Rewrite the piece about Professor Ted Wragg from "I noted recently" up to and including "understand their environment.", swapping "lecture" for "talk".

··· Supplied text ···

I noted recently that it was the 10th anniversary of the death of Professor Ted Wragg, director of the School of Education at Exeter University, my old Alma Mata. Prof Wragg was a legend in educational circles and I vividly remember his opening lecture during Freshers’ Week at the beautiful St Luke’s campus. Using the lyrics of the Beatles song, ‘Lucy in the sky with diamonds’ he beautifully illustrated how children see and interpret the world around them through the filter of their schemata, their ever evolving mental frameworks of how they understand their environment.

We all came out of the lecture inspired and ready to launch into our careers. As we enthused about what we had learnt I noticed one of my new friends was particularly quiet. I asked her why. She explained that just before the lecture she had seen an elderly gentleman looking a little bit lost in the quad and so she had gone up to him stated that he looked a bit bewildered and asked him if she could help in anyway. ‘No, no’, was the man’s reply, ‘I am fine thank you’. As the lecture begun it quickly dawned on her that the little old man she had attempted to assist was in fact standing in front of her giving the inaugural address and kick-starting our various educational careers.

··· Information supplied ···

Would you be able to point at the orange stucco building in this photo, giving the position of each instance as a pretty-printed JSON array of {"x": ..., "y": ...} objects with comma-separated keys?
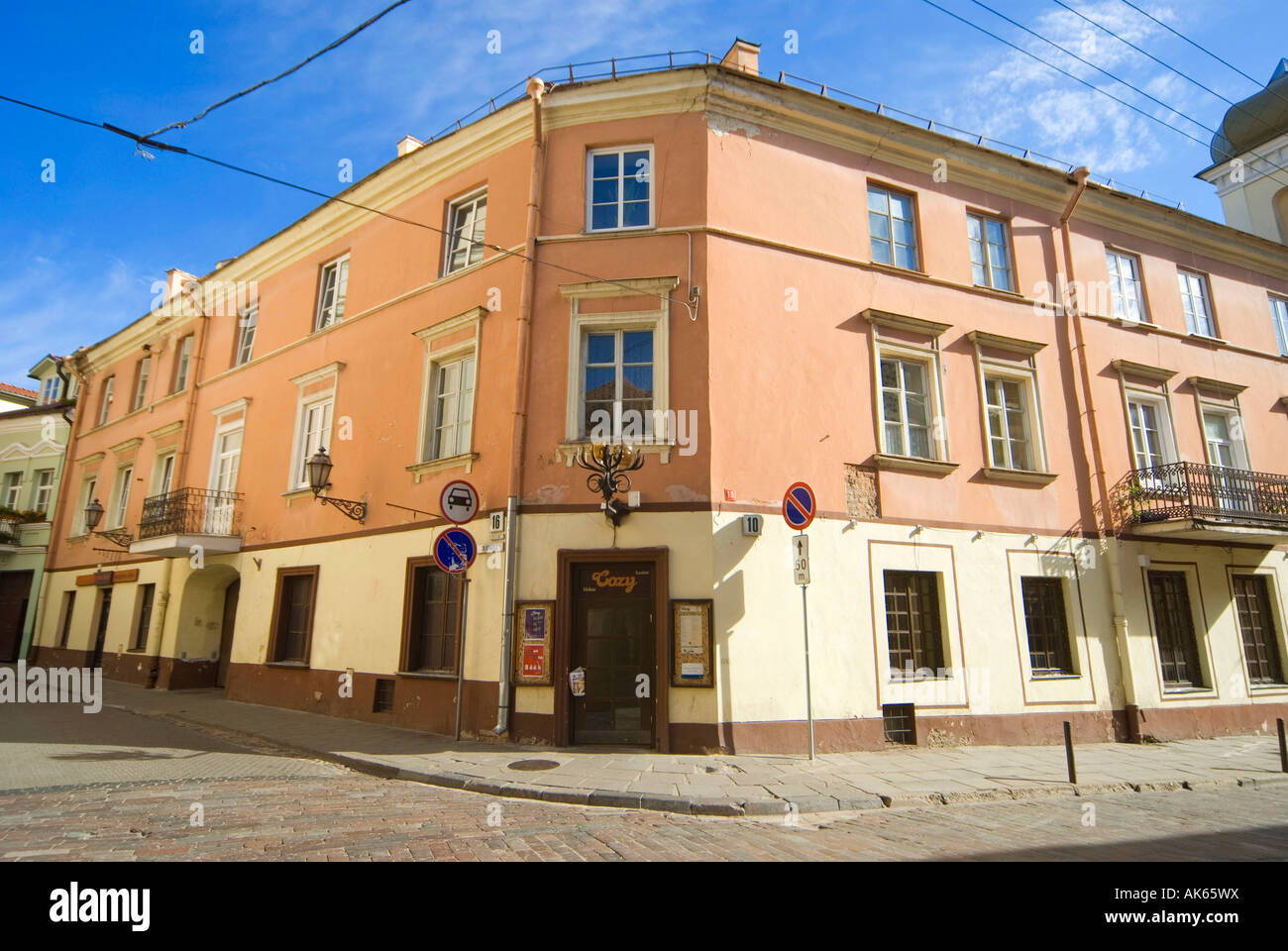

···

- **Exercise solution**:
I noted recently that it was the 10th anniversary of the death of Professor Ted Wragg, director of the School of Education at Exeter University, my old Alma Mata. Prof Wragg was a legend in educational circles and I vividly remember his opening talk during Freshers’ Week at the beautiful St Luke’s campus. Using the lyrics of the Beatles song, ‘Lucy in the sky with diamonds’ he beautifully illustrated how children see and interpret the world around them through the filter of their schemata, their ever evolving mental frameworks of how they understand their environment.